___ Input

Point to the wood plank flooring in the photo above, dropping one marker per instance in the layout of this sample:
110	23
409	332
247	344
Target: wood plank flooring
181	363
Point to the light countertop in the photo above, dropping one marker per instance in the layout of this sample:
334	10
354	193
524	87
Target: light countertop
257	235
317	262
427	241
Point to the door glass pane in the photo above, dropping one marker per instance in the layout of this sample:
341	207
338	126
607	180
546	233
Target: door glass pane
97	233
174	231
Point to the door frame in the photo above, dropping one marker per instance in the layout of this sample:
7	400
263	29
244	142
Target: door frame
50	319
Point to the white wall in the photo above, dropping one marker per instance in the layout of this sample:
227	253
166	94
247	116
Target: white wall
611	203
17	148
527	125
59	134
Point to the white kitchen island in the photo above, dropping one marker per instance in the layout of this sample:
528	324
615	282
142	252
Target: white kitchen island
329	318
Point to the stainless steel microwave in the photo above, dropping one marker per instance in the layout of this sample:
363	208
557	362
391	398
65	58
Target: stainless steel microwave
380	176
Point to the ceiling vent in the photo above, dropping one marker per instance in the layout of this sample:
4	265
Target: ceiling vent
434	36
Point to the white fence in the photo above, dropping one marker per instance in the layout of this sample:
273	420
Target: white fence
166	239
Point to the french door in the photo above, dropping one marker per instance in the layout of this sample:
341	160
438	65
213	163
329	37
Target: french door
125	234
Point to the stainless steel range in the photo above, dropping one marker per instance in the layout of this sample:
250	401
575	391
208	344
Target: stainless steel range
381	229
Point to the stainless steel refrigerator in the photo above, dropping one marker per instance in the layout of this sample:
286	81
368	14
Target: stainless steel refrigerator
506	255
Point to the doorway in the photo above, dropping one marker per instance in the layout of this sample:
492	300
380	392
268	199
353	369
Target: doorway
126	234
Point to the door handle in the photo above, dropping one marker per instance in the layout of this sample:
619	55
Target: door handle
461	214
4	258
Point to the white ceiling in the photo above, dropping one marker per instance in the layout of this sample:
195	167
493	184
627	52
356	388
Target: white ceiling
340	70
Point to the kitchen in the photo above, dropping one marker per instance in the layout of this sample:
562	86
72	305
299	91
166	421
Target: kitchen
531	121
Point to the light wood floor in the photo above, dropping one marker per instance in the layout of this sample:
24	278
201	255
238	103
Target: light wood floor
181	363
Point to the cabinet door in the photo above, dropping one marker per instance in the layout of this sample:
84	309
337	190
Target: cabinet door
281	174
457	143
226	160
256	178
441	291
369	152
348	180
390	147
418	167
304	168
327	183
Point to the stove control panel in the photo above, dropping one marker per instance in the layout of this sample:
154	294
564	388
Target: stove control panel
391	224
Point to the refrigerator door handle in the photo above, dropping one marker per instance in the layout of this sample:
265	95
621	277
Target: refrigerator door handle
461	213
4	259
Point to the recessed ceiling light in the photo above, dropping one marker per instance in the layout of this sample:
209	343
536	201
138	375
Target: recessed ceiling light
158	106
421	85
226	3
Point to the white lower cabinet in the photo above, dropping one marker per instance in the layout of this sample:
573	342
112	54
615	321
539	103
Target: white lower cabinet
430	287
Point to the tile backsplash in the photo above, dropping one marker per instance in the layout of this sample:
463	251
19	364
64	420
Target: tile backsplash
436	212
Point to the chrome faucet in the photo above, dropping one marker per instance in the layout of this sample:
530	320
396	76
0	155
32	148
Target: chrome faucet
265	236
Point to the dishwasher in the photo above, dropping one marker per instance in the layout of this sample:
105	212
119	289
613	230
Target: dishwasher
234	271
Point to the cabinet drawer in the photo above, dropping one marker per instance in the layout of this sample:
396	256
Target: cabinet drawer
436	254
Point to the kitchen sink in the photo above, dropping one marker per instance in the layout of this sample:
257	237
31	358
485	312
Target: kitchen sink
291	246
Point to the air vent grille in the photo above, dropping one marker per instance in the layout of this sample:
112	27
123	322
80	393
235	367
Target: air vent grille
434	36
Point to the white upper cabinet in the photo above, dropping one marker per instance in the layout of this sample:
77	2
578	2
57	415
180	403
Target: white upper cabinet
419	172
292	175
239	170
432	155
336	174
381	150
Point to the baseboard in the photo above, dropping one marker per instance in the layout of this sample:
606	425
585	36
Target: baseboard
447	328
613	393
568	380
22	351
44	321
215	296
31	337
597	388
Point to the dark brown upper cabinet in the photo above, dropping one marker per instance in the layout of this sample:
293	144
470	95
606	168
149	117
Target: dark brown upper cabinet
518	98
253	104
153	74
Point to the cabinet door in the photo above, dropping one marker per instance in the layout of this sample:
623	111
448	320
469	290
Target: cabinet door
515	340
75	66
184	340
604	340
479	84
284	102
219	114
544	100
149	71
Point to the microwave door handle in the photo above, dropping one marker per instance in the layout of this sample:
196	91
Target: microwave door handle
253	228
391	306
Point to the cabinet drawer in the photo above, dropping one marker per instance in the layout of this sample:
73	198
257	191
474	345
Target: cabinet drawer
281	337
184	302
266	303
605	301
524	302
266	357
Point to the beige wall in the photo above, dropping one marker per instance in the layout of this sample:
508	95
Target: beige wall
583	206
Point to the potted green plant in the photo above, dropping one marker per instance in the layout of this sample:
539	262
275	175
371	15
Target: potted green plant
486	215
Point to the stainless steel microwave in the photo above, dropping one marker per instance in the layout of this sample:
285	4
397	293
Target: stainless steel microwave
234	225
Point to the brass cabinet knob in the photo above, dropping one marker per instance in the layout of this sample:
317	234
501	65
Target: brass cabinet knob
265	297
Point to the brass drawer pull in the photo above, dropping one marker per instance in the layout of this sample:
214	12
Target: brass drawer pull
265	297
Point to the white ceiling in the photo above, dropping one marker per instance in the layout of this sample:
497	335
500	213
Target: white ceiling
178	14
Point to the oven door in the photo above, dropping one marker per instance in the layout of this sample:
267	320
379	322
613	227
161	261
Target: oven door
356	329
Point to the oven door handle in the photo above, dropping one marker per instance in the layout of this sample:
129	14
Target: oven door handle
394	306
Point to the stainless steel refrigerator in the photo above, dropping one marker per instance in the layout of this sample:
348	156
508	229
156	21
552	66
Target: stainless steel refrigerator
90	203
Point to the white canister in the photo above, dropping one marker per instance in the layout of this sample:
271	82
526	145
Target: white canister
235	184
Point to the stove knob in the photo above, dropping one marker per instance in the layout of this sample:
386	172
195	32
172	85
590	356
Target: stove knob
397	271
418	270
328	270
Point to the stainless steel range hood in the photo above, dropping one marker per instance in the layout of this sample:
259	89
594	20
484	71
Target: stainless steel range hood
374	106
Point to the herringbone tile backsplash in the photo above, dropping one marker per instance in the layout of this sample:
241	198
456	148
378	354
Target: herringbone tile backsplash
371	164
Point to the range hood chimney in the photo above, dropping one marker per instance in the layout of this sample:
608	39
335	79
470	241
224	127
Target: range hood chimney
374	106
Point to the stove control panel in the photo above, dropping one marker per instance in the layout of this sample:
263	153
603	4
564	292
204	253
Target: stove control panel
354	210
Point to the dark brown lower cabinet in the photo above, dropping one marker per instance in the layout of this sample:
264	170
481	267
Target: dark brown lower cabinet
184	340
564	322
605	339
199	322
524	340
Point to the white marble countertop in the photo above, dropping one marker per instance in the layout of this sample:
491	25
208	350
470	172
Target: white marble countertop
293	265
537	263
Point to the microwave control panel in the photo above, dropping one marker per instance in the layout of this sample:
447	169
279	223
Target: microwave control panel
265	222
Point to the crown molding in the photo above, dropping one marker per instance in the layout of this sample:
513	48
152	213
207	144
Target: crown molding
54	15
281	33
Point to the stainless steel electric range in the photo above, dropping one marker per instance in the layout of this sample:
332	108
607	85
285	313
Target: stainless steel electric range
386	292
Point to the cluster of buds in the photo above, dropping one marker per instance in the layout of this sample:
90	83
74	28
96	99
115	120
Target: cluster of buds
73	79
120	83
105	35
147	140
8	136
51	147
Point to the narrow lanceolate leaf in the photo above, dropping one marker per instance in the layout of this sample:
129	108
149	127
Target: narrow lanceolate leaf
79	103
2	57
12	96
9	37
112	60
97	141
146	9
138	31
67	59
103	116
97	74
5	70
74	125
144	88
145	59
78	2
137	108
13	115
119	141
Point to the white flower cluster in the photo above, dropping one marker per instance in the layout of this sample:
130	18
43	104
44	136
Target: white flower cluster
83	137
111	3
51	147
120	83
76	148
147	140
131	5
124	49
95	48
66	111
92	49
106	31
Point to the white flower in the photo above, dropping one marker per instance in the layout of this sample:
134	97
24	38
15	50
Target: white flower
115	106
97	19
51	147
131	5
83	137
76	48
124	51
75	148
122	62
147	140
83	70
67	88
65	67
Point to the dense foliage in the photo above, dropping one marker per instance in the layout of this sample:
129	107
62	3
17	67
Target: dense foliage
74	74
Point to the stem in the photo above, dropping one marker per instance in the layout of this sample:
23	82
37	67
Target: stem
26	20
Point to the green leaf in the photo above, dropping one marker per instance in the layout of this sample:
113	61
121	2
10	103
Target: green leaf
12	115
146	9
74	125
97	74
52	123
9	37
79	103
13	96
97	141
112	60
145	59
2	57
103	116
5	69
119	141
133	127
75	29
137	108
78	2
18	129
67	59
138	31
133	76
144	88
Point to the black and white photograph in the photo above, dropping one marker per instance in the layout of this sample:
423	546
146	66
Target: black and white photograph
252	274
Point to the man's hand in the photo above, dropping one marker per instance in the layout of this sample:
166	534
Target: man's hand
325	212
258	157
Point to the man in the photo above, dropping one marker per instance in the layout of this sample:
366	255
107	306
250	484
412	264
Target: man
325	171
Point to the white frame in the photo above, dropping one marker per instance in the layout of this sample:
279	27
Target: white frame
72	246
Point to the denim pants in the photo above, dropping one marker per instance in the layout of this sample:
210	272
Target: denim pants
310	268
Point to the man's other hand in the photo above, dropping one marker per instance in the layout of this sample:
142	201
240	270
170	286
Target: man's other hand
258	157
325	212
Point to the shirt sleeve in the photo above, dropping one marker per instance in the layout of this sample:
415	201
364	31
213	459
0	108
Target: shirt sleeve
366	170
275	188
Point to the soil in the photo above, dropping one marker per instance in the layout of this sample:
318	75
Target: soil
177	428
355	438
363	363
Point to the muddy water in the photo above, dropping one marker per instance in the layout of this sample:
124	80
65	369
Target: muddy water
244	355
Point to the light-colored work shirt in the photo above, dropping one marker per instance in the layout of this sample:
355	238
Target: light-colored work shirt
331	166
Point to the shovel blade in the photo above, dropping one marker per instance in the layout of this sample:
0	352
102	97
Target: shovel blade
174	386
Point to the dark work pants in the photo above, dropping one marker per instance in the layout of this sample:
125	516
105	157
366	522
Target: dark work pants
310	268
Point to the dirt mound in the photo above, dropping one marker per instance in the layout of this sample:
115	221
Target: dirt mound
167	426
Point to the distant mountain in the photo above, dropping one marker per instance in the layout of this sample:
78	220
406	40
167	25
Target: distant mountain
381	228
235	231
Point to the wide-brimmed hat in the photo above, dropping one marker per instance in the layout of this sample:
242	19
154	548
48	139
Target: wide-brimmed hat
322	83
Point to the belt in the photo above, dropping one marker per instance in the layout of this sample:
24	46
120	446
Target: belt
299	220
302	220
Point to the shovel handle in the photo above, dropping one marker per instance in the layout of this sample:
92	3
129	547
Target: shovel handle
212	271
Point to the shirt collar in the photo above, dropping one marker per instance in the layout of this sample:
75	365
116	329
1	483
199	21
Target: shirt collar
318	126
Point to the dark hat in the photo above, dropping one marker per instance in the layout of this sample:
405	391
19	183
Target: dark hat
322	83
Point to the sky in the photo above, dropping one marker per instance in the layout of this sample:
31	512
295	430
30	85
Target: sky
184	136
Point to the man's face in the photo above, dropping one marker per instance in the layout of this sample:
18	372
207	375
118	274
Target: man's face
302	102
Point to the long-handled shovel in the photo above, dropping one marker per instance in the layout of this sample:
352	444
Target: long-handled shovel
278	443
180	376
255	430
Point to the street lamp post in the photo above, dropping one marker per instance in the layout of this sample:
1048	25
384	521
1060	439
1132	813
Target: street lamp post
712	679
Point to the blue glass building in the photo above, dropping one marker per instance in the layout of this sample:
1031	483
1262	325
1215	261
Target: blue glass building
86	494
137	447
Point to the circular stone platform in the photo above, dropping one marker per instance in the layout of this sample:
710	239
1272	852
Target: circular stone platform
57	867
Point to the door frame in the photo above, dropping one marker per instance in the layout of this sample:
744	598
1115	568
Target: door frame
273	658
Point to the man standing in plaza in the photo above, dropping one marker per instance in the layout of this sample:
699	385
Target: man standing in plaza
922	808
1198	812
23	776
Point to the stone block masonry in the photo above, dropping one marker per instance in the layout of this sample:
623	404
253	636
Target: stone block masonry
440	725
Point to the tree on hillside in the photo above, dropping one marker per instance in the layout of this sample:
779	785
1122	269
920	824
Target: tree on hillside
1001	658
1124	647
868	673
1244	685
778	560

______

▸ **What needs to be done**: Set down exactly what runs from the line with "Point to the man standing" to the last line of the data above, including both of those lines and no others.

▸ **Exercise solution**:
Point to the man standing in plaza in the photo above, dropping one marker per instance in the layout of this sample:
699	385
Target: man standing in plaza
922	808
1198	812
23	776
Point to the stone block masonry in the photo above, dropping one marker per instance in the layout of this sample:
623	404
253	636
Target: stone block masonry
440	725
Point to the tree on hillside in the photo above, dropping one marker per instance in the layout of this sample:
779	785
1122	269
920	824
Target: tree on hillside
1001	658
1124	647
868	673
1244	685
778	560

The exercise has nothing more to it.